- [DOCUMENT SEGMENT]:
Start of Block

Suicide is a complex and painful public health issue, but the conversation around it doesn’t have to be. While professional help is very important, the most immediate and accessible resource we have is each other. Being a lifeline is about more than a single conversation. It is about creating a culture where people feel safe to be vulnerable. By showing up for one another, we create a safe space that catches people before they fall. Our collective effort changes the narrative from one of silent suffering to one of shared responsibility and compassionate action. Your willingness to reach out, to listen, and to connect can be the very light that guides someone. We can change the narrative on suicide from one of isolated despair to one of interconnected support. This is not just a job for doctors or therapists, it’s a call to action for all of us. And you have the power to be a lifeline.
This is not about having all the answers or being a mental health expert. It’s about being present, compassionate, and brave enough to reach out. By understanding the signs, knowing how to approach a difficult conversation, and connecting people with professional resources, you can make a tangible difference in someone’s life.
How to recognize suicide warning signs
The first step in being a lifeline is recognizing that someone might be struggling. While it’s impossible to know what’s happening in someone’s mind, there are often behavioural and verbal cues that can help us predict when someone is in distress. Honestly, these signs can be subtle, so it’s important to pay attention to sudden changes in behaviour.
Look for signs like this
- Verbal cues – A person might talk about feeling hopeless, trapped, or like a burden to others. They may make statements like, “It would be better if I wasn’t here,” or “I just can’t take this anymore.”
- Behavioural changes – People may withdraw from social activities, give away prized possessions, or show a sudden change in mood, either becoming unusually sad or, conversely, strangely calm after a period of depression.
- Physical signs – People might exhibit changes in sleeping or eating habits, or begin to engage in risky behaviours.

End of Block

Dataset records:
Start of Block

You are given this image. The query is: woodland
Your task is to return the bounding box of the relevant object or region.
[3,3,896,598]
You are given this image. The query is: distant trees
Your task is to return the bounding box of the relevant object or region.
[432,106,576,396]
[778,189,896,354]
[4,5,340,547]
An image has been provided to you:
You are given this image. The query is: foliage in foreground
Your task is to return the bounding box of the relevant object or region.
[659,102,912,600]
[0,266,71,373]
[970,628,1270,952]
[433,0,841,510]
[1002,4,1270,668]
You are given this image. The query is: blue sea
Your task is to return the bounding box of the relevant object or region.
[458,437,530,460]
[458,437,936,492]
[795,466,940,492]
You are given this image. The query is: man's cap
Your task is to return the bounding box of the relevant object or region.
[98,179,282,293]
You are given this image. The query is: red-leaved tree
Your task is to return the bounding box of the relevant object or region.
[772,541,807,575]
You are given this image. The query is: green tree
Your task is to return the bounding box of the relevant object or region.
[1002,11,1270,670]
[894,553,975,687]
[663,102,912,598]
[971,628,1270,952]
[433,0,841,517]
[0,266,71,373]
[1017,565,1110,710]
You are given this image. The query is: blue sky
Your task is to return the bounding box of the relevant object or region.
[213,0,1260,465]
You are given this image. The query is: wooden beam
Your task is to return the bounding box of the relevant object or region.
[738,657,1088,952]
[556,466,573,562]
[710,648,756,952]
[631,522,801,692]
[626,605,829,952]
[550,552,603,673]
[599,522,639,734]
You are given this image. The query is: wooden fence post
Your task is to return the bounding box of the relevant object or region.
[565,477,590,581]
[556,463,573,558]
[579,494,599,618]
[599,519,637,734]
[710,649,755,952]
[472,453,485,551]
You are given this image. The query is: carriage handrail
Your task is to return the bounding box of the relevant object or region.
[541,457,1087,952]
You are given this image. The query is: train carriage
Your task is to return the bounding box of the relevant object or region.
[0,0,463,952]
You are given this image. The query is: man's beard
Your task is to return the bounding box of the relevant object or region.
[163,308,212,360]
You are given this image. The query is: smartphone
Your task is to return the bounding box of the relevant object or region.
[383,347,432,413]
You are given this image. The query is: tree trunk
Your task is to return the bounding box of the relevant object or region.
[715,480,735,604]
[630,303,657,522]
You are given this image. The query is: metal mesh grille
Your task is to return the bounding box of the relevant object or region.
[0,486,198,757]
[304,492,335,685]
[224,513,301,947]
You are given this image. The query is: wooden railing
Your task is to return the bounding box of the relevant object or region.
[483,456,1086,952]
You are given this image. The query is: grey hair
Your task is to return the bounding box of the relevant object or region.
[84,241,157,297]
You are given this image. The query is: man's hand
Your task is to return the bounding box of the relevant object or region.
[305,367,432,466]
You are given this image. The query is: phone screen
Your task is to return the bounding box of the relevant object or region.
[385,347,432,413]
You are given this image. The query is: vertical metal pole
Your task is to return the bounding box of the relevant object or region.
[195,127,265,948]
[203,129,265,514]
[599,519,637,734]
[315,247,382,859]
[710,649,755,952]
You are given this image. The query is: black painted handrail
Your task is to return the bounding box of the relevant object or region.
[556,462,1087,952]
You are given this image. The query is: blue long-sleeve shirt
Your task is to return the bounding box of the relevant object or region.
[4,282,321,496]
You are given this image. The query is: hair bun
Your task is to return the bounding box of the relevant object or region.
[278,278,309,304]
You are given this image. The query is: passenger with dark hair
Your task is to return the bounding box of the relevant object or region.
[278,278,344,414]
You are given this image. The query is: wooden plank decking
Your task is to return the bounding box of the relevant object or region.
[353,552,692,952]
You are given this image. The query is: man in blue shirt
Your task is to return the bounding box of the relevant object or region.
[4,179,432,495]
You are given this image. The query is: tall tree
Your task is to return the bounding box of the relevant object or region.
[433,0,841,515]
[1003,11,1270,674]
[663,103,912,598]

End of Block

- [WHAT TO WORK ON]: Extract the full text about being a lifeline in suicide prevention and reproduce it word for word.

- [EXERCISE RESULT]:
Suicide is a complex and painful public health issue, but the conversation around it doesn’t have to be. While professional help is very important, the most immediate and accessible resource we have is each other. Being a lifeline is about more than a single conversation. It is about creating a culture where people feel safe to be vulnerable. By showing up for one another, we create a safe space that catches people before they fall. Our collective effort changes the narrative from one of silent suffering to one of shared responsibility and compassionate action. Your willingness to reach out, to listen, and to connect can be the very light that guides someone. We can change the narrative on suicide from one of isolated despair to one of interconnected support. This is not just a job for doctors or therapists, it’s a call to action for all of us. And you have the power to be a lifeline.
This is not about having all the answers or being a mental health expert. It’s about being present, compassionate, and brave enough to reach out. By understanding the signs, knowing how to approach a difficult conversation, and connecting people with professional resources, you can make a tangible difference in someone’s life.
How to recognize suicide warning signs
The first step in being a lifeline is recognizing that someone might be struggling. While it’s impossible to know what’s happening in someone’s mind, there are often behavioural and verbal cues that can help us predict when someone is in distress. Honestly, these signs can be subtle, so it’s important to pay attention to sudden changes in behaviour.
Look for signs like this
- Verbal cues – A person might talk about feeling hopeless, trapped, or like a burden to others. They may make statements like, “It would be better if I wasn’t here,” or “I just can’t take this anymore.”
- Behavioural changes – People may withdraw from social activities, give away prized possessions, or show a sudden change in mood, either becoming unusually sad or, conversely, strangely calm after a period of depression.
- Physical signs – People might exhibit changes in sleeping or eating habits, or begin to engage in risky behaviours.